Queue -- Senior Level¶

Table of Contents¶

Overview
Message Queues in Distributed Systems
Apache Kafka
RabbitMQ
Amazon SQS
Comparison Table
Concurrent Queues
Go: Channels and Select
Java: BlockingQueue Variants
Python: queue.Queue and multiprocessing.Queue
Rate Limiting with Token Bucket
Go: Token Bucket
Java: Token Bucket
Python: Token Bucket
Task Scheduling with Queues
Delayed Queue / Scheduled Tasks
Work Stealing
Back-Pressure
What Is Back-Pressure?
Strategies for Handling Back-Pressure
Go: Back-Pressure with Bounded Channel
Java: Back-Pressure with Reject Policy
Design Decisions and Trade-offs
Summary

Overview¶

At the senior level, queues are not just in-memory data structures -- they are architectural primitives that power distributed systems, enable asynchronous processing, and manage concurrency at scale. This document covers message brokers, thread-safe concurrent queues, rate limiting, task scheduling, and back-pressure mechanisms.

Message Queues in Distributed Systems¶

Message queues decouple services in distributed architectures. Producers publish messages; consumers process them asynchronously. This enables independent scaling, fault tolerance, and load leveling.

Apache Kafka¶

Kafka is a distributed event streaming platform that organizes messages into topics partitioned across brokers.

Key characteristics: - Log-based: messages are appended to an immutable, ordered log per partition - Consumer groups: multiple consumers share partitions for parallel processing - Retention: messages persist for a configurable time (days, weeks, forever) - Replay: consumers can re-read old messages by resetting their offset - High throughput: millions of messages per second per cluster - Ordering guarantee: within a single partition only

Producer --> [Topic: orders]
               Partition 0: [msg0, msg1, msg2, ...]
               Partition 1: [msg0, msg1, msg2, ...]
               Partition 2: [msg0, msg1, msg2, ...]
             <-- Consumer Group A (3 consumers, one per partition)
             <-- Consumer Group B (independent, reads same data)

RabbitMQ¶

RabbitMQ is a traditional message broker implementing AMQP (Advanced Message Queuing Protocol).

Key characteristics: - Exchange-based routing: messages go to exchanges, which route to queues via binding rules - Acknowledgments: consumers explicitly ack messages; unacked messages are redelivered - Prefetch: consumers control how many unacked messages they receive at once - Flexible routing: direct, fanout, topic, and headers exchanges - Lower throughput than Kafka but richer routing and per-message semantics

Producer --> Exchange (topic) --> Binding --> Queue A --> Consumer A
                               --> Binding --> Queue B --> Consumer B

Amazon SQS¶

SQS is a fully managed message queue service from AWS.

__Extracted entries__
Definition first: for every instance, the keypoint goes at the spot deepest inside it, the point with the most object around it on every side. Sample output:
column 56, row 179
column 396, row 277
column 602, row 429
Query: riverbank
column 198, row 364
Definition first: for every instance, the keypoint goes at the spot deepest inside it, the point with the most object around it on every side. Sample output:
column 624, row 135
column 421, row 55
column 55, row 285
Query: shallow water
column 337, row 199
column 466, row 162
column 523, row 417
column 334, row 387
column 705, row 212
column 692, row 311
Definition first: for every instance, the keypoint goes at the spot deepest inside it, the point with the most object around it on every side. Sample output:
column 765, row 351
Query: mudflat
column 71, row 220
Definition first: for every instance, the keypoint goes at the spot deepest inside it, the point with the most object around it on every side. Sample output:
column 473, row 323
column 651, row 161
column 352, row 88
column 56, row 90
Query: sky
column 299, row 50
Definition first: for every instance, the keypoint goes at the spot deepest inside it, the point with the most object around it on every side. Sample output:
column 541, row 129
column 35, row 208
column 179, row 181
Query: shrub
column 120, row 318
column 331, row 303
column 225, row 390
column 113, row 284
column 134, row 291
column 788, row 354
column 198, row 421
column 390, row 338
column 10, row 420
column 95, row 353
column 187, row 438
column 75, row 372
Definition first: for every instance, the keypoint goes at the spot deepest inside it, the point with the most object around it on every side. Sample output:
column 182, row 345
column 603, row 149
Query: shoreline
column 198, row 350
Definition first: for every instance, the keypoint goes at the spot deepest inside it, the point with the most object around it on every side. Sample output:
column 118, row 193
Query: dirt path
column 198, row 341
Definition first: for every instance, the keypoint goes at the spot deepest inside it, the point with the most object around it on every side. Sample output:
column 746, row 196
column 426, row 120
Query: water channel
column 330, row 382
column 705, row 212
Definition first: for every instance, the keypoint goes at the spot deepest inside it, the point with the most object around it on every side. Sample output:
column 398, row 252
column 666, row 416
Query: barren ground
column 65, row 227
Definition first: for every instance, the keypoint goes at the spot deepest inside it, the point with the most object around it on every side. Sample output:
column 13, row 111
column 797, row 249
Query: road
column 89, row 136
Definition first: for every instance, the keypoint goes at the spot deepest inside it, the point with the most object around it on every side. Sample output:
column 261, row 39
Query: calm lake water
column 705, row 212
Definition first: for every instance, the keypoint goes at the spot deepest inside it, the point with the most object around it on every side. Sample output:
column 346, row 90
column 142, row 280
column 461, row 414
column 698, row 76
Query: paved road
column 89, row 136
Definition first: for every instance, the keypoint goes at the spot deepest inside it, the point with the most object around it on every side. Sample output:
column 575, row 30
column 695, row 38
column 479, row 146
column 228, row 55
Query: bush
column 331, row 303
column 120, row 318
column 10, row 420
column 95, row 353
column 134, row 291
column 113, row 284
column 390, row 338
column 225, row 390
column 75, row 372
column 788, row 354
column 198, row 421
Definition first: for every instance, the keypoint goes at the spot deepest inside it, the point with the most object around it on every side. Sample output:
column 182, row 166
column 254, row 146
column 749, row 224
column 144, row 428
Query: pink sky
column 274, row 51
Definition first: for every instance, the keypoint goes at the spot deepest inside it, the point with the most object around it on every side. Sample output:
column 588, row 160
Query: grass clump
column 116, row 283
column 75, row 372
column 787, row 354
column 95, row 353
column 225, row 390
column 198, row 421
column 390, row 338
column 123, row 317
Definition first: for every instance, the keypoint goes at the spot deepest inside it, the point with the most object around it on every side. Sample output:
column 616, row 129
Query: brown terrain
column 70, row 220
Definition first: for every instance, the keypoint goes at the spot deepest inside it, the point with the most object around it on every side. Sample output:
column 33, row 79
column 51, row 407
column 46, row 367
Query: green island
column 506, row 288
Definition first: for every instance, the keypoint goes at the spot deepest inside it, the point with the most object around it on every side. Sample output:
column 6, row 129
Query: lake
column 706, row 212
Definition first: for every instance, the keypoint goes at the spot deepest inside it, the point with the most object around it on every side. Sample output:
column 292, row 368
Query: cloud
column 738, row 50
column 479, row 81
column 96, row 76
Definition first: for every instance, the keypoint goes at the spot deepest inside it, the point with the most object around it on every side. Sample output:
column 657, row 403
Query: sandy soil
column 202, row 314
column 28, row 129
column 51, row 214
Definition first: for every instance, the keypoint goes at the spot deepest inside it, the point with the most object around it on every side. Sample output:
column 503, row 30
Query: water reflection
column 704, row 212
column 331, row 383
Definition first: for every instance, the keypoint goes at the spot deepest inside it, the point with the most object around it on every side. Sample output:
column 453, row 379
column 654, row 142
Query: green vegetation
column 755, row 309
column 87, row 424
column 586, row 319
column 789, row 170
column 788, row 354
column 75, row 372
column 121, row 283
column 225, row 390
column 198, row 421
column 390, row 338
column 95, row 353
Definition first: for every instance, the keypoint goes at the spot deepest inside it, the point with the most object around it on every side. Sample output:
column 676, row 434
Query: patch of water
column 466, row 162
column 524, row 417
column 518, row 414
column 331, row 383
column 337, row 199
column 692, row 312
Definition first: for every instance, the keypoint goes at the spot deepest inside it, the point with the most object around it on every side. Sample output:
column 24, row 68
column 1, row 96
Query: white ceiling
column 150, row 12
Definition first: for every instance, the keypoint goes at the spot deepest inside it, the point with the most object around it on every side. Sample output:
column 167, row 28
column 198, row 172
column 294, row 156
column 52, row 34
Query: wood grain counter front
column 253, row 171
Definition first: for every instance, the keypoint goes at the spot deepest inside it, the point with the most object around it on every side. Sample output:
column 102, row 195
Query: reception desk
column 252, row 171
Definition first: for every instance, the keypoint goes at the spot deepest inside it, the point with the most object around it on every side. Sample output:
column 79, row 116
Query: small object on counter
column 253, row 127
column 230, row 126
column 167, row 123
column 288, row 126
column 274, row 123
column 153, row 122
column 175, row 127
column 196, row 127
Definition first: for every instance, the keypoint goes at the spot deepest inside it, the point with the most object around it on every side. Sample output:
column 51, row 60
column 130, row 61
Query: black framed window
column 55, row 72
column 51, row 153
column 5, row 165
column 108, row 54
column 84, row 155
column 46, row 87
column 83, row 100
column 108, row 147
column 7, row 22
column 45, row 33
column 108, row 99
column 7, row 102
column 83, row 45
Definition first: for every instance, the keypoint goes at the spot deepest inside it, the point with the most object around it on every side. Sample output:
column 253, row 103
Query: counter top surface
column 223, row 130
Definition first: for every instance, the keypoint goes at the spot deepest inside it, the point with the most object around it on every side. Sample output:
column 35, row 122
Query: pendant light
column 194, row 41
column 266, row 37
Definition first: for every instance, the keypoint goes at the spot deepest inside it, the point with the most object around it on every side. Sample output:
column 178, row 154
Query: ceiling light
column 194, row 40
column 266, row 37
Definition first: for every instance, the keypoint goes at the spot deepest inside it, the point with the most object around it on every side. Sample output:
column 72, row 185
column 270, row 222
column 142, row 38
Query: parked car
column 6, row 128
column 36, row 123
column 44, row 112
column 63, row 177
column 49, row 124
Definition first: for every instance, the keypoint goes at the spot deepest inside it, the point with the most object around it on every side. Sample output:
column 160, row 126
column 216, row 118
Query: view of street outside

__Job A__
In the queues page, turn the paragraph that begins "Message queues decouple services" into a short bulleted list that keeps its main facts.
__Job B__
What key characteristics of Apache Kafka does the queues page give? List every one.
__Job C__
Answer these from the queues page:
(i) Which protocol does RabbitMQ implement?
(ii) Within what scope does Kafka guarantee message ordering?
(iii) Which provider offers SQS as a fully managed message queue service?

__Complete output A__
- Message queues decouple services in distributed architectures.
- Producers publish messages, and consumers process them asynchronously.
- This allows independent scaling, fault tolerance, and load leveling.

__Complete output B__
- Log-based: messages are appended to an immutable, ordered log per partition
- Consumer groups: multiple consumers share partitions for parallel processing
- Retention: messages persist for a configurable time (days, weeks, forever)
- Replay: consumers can re-read old messages by resetting their offset
- High throughput: millions of messages per second per cluster
- Ordering guarantee: within a single partition only

__Complete output C__
(i) AMQP (Advanced Message Queuing Protocol)
(ii) Within a single partition only
(iii) AWS